PAGE EXTRACT —
========

MiniProject 3: SMTP Server FAQ

More information

Ok, I read the miniproject description but spell it all out for me one more time.

The client and the server code provided in the handout are skeletal -- they do not implement the complete protocol or even correctly implement part of the protocol (if they did, there'd be little for you to do!). In particular, the server just closes the socket immediately when it receives a new connection, and the client blindly sends data to the server without checking to see if the server sent "200 OK" responses. You are expected to not only change both the server and the client to correctly follow the amended protocol described in the project, but also to develop additional clients to test corner cases in your server implementation. In particular, you might need test clients that misbehave.

The communication between the client and server occurs over TCP. While TCP guarantees reliable delivery, it does not necessarily guarantee that data sent at the same time on the client will be received at the same time on the server (and vice versa). For instance, if the client sends the string "HELO abc12\n", the string can be chopped into three packets delivered separately at the servers, containing "HE", "LO ", and "abc12\n". You will most likely want to write a "collect_input" function that performs recv() operations in a loop until a whole message has been received, instead of trying to parse the first packet (containing only "HE") received.

========

STATED EXERCISE 1 —
Return every line of the records that contains the string "handle".

========

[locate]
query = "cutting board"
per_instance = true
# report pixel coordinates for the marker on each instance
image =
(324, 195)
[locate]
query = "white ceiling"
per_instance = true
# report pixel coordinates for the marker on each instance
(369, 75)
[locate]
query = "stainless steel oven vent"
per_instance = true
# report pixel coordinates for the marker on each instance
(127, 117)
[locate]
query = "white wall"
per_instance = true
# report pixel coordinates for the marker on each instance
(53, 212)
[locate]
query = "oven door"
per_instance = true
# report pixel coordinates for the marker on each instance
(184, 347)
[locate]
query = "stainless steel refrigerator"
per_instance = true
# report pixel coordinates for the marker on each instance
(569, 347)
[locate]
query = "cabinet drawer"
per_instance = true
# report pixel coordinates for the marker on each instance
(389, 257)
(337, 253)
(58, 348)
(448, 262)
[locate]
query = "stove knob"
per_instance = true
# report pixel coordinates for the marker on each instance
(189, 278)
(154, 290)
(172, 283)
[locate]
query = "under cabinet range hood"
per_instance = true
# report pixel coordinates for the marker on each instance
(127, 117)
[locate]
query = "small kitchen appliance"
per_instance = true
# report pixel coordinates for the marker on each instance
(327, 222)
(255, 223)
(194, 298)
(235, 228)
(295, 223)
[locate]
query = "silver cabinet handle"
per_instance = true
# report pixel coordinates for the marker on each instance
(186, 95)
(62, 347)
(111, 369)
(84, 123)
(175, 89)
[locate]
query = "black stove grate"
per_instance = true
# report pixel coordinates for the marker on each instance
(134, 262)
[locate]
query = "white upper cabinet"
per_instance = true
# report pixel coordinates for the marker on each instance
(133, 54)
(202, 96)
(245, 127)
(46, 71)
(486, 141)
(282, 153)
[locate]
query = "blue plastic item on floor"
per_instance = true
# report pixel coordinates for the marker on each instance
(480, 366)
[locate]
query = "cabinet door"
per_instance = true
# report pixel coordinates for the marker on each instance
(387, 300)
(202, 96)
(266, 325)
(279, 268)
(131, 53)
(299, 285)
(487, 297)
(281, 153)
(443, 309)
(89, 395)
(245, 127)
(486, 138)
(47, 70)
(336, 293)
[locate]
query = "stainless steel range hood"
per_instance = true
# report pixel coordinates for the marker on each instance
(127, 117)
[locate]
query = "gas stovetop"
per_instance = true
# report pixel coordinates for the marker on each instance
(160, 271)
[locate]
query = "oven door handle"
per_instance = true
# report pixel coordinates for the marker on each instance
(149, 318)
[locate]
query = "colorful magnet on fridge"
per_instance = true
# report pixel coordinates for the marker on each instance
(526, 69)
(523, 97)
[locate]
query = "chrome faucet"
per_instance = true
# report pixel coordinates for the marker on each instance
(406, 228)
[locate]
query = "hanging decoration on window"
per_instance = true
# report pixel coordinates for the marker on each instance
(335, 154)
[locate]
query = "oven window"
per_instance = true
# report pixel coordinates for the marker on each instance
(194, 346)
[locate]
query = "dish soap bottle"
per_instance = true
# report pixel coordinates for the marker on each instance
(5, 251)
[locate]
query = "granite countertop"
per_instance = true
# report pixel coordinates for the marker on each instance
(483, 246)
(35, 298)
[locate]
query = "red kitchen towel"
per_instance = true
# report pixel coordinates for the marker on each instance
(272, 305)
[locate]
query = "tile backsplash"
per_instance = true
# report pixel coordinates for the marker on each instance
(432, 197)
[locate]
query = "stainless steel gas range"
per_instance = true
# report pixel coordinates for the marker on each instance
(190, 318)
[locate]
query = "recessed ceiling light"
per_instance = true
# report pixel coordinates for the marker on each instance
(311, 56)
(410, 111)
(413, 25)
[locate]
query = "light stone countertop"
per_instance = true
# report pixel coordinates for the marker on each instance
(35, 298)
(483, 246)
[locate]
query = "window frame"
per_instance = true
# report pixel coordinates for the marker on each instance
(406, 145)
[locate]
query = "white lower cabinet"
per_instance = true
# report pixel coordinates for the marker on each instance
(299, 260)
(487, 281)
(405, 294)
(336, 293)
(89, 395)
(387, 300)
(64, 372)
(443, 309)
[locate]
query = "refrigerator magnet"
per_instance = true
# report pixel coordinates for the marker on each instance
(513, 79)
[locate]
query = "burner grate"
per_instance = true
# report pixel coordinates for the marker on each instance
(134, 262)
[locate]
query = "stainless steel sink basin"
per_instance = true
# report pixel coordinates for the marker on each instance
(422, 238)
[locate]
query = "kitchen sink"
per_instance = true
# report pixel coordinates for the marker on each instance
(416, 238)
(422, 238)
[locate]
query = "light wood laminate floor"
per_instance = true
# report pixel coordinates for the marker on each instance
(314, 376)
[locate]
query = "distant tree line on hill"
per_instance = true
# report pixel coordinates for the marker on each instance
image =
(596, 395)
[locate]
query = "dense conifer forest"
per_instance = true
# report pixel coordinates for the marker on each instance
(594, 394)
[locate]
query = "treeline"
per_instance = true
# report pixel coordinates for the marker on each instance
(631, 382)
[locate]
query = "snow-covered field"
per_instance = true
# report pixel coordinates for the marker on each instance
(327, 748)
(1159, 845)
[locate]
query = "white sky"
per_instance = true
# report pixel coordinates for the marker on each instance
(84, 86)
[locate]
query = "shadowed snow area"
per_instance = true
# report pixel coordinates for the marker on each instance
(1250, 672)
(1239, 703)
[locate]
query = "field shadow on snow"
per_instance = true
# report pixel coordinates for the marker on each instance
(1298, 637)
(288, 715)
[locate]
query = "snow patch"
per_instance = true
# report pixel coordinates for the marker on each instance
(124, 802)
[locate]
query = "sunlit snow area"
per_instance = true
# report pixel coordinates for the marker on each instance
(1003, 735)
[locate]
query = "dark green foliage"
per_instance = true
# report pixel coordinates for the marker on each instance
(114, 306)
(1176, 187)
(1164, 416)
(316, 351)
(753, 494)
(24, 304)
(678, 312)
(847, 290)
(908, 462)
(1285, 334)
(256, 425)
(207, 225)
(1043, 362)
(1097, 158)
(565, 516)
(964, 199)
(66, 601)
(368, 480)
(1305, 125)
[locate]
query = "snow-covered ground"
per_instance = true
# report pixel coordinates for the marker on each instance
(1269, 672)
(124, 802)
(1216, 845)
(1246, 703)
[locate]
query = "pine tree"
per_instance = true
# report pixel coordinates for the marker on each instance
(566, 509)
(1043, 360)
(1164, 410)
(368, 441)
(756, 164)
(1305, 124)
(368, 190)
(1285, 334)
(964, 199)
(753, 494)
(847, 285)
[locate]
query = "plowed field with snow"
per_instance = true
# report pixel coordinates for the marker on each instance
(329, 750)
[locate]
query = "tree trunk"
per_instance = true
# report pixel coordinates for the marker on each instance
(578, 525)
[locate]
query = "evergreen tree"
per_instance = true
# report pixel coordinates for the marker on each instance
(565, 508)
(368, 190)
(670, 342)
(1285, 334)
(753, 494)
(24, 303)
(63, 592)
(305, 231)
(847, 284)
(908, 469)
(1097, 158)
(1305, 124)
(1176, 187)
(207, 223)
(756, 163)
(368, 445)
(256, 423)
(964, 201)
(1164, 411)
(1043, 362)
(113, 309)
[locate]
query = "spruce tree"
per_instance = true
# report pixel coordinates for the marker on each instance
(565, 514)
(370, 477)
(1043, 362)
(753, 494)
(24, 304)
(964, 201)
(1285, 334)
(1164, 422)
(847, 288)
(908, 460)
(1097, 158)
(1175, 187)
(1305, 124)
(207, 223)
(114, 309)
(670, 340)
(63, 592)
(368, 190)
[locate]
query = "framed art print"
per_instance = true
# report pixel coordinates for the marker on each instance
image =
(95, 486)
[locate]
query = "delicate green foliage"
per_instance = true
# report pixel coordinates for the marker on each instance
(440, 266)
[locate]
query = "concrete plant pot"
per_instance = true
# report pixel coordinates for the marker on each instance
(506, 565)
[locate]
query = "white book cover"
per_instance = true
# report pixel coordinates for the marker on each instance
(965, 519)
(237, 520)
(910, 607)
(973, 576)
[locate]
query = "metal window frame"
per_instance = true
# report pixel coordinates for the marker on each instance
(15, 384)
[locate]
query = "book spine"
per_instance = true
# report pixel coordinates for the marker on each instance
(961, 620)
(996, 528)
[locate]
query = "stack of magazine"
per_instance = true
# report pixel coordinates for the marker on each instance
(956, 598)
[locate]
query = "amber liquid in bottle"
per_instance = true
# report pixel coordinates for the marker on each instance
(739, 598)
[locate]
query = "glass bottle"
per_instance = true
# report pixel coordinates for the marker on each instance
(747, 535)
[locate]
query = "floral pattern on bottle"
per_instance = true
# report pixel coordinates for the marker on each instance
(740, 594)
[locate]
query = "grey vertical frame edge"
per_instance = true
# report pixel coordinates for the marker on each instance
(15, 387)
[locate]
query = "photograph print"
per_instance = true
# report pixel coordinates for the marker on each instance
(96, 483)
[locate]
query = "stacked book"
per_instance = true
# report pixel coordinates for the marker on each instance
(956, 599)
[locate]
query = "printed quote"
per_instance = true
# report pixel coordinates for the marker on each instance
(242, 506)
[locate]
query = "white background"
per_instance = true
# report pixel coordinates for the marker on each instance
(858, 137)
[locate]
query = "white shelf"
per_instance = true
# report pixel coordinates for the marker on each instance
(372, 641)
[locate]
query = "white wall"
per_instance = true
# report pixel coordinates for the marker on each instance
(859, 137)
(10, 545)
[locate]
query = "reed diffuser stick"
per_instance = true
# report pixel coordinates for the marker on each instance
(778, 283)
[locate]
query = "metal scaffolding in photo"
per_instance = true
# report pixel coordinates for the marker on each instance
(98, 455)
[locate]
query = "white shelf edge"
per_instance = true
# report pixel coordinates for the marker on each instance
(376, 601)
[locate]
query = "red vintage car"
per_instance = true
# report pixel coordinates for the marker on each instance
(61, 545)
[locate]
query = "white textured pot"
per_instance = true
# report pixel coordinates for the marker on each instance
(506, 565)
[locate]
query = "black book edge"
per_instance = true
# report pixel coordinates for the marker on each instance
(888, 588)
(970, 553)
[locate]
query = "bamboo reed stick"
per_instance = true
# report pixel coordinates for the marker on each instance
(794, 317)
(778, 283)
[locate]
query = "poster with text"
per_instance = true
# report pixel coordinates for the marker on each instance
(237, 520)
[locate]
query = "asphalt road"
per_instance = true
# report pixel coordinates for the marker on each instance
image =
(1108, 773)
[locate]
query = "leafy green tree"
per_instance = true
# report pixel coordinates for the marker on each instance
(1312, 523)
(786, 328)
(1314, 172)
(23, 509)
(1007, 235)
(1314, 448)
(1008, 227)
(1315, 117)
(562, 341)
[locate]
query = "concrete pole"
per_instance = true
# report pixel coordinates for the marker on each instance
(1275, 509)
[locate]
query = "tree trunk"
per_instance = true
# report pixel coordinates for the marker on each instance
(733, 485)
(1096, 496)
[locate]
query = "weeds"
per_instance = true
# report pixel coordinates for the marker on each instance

========

STATED EXERCISE 2 —
List every string that the SMTP server FAQ encloses in double quotation marks.

SOLUTION 1 —
query = "silver cabinet handle"
query = "oven door handle"

SOLUTION 2 —
"200 OK"
"HELO abc12\n"
"HE"
"LO "
"abc12\n"
"collect_input"